**REQUIRED TASKS**
1. Name every model the bias detection text says was evaluated.
2. Write the next part of the text on sentence-level bias detection in news, picking up after its last sentence.

**DOCUMENT SEGMENT**

Detecting bias in news articles is a challenging task due to the nuanced and subtle ways bias can be expressed at the sentence level. This repository evaluates the performance of several transformer-based models, including BERT, RoBERTa, DistilBERT, and DeBERTa, as well as a traditional machine learning model, Support Vector Machine (SVM), for the task of sentence-level bias detection.
The following models were evaluated for bias detection:
- BERT (Bidirectional Encoder Representations from Transformers)
- RoBERTa (A Robustly Optimized BERT Pretraining Approach)
- DistilBERT (A Smaller, Faster, Cheaper, and Lighter version of BERT)
- DeBERTa (Decoding-enhanced BERT with disentangled attention)
- SVM (Support Vector Machine) - A traditional machine learning approach
The models were tested on a dataset specifically designed for sentence-level bias detection. Preprocessing techniques, such as text cleaning and oversampling, were applied to the data to improve the models' performance.

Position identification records
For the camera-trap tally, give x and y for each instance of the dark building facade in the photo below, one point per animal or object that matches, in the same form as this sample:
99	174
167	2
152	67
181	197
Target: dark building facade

**THE REPLIES**
1. BERT, RoBERTa, DistilBERT, DeBERTa, SVM

2.
- DistilBERT achieved the best overall performance, balancing computational efficiency with high precision and recall.
- Transformer models generally performed well, highlighting their effectiveness for bias detection in text.
- Surprisingly, the SVM model outperformed certain transformer models, demonstrating that traditional machine learning approaches can still be competitive, especially when combined with the right preprocessing techniques.
This repository provides a comparative analysis of the different models, allowing for a deeper understanding of how transformer models and traditional machine learning approaches differ in their ability to detect bias in news articles.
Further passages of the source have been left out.